Records contained in a dataset:

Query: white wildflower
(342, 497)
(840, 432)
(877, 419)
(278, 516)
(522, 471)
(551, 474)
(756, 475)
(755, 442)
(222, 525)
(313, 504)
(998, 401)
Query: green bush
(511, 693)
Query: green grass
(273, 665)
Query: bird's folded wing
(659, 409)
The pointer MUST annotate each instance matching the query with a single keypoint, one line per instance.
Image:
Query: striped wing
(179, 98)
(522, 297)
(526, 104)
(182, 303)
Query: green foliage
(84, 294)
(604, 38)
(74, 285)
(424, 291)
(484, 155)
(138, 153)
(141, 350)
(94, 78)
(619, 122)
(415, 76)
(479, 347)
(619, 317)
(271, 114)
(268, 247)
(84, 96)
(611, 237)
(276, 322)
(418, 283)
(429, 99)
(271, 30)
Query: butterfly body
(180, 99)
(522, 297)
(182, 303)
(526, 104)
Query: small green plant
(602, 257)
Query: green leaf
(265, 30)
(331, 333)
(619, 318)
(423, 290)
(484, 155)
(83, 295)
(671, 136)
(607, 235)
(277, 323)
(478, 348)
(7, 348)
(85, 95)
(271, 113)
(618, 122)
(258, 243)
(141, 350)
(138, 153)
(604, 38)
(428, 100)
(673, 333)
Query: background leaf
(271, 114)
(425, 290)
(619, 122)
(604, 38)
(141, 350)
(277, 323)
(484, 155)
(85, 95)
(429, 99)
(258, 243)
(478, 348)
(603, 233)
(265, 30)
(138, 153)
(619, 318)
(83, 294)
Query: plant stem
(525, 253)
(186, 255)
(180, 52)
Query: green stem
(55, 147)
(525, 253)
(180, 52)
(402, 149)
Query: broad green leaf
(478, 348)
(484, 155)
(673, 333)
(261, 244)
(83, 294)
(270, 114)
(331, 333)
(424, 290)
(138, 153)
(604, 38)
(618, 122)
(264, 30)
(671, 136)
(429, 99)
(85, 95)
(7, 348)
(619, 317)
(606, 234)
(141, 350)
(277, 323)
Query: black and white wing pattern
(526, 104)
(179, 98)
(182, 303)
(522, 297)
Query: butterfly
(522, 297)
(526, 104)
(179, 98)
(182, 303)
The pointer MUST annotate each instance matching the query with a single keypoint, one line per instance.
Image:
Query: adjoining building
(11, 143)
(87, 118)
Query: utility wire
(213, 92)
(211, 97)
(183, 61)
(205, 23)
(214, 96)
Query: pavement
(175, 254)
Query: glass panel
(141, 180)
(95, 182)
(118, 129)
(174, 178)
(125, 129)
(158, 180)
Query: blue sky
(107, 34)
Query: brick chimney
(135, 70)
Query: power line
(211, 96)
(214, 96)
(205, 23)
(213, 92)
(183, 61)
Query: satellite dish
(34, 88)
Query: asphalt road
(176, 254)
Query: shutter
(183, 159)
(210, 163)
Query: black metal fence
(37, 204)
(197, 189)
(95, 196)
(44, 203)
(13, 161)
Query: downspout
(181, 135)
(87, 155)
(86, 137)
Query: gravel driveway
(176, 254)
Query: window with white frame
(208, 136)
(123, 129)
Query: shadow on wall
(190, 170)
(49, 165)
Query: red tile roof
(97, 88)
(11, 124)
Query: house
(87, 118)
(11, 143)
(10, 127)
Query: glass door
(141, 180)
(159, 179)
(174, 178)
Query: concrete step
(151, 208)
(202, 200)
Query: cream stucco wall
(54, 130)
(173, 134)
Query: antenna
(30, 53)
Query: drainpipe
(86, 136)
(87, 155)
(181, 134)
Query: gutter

• Exercise: Write down every entry exactly.

• Task result:
Query: white wildflower
(342, 497)
(840, 432)
(877, 419)
(278, 516)
(522, 471)
(551, 474)
(756, 475)
(755, 442)
(222, 525)
(313, 504)
(998, 401)
Query: green bush
(511, 693)
Query: green grass
(273, 665)
Query: bird's folded wing
(659, 409)
The pointer MUST annotate each instance matching the query with a single keypoint, one line per instance.
Image:
Query: striped wing
(179, 98)
(522, 297)
(526, 104)
(182, 303)
Query: green foliage
(84, 294)
(604, 38)
(74, 285)
(424, 291)
(484, 155)
(138, 153)
(141, 350)
(94, 78)
(619, 122)
(415, 76)
(479, 347)
(619, 317)
(271, 114)
(268, 247)
(84, 96)
(611, 237)
(276, 322)
(418, 283)
(429, 99)
(271, 30)
Query: butterfly body
(180, 99)
(522, 297)
(182, 303)
(526, 104)
Query: small green plant
(602, 257)
Query: green leaf
(265, 30)
(331, 333)
(619, 318)
(423, 290)
(484, 155)
(83, 295)
(671, 136)
(607, 235)
(277, 323)
(478, 348)
(7, 348)
(85, 95)
(271, 113)
(618, 122)
(258, 243)
(141, 350)
(138, 153)
(604, 38)
(428, 100)
(673, 333)
Query: background leaf
(271, 114)
(425, 290)
(619, 122)
(604, 38)
(141, 350)
(277, 323)
(484, 155)
(85, 95)
(429, 99)
(258, 243)
(478, 348)
(603, 233)
(265, 30)
(138, 153)
(619, 318)
(83, 294)
Query: plant stem
(525, 253)
(186, 255)
(180, 52)
Query: green stem
(55, 147)
(525, 253)
(180, 52)
(402, 149)
Query: broad green leaf
(478, 348)
(484, 155)
(673, 333)
(261, 244)
(83, 294)
(270, 114)
(331, 333)
(424, 290)
(138, 153)
(604, 38)
(618, 122)
(264, 30)
(671, 136)
(429, 99)
(85, 95)
(7, 348)
(619, 317)
(606, 234)
(141, 350)
(277, 323)
Query: black and white wing pattern
(526, 104)
(179, 98)
(182, 303)
(522, 297)
Query: butterfly
(522, 297)
(526, 104)
(179, 98)
(182, 303)
The pointer MUST annotate each instance matching the query with a single keypoint, one line per instance.
Image:
Query: adjoining building
(11, 143)
(87, 118)
Query: utility wire
(213, 92)
(211, 97)
(183, 61)
(205, 23)
(214, 96)
Query: pavement
(175, 254)
Query: glass panel
(141, 180)
(95, 182)
(118, 129)
(174, 178)
(125, 129)
(158, 180)
Query: blue sky
(107, 34)
Query: brick chimney
(135, 70)
Query: power line
(211, 96)
(214, 96)
(205, 23)
(213, 92)
(183, 61)
Query: satellite dish
(34, 88)
Query: asphalt road
(176, 254)
Query: shutter
(183, 159)
(210, 163)
Query: black metal fence
(37, 204)
(197, 189)
(95, 196)
(44, 203)
(13, 161)
Query: downspout
(181, 135)
(87, 155)
(86, 137)
Query: gravel driveway
(176, 254)
Query: window with white frame
(208, 136)
(123, 129)
Query: shadow on wall
(190, 170)
(49, 165)
Query: red tile roof
(97, 88)
(11, 124)
Query: house
(87, 118)
(11, 143)
(10, 127)
Query: glass door
(141, 180)
(159, 179)
(174, 178)
Query: concrete step
(151, 208)
(202, 200)
Query: cream stucco wall
(54, 130)
(173, 134)
Query: antenna
(30, 53)
Query: drainpipe
(86, 136)
(87, 155)
(181, 134)
Query: gutter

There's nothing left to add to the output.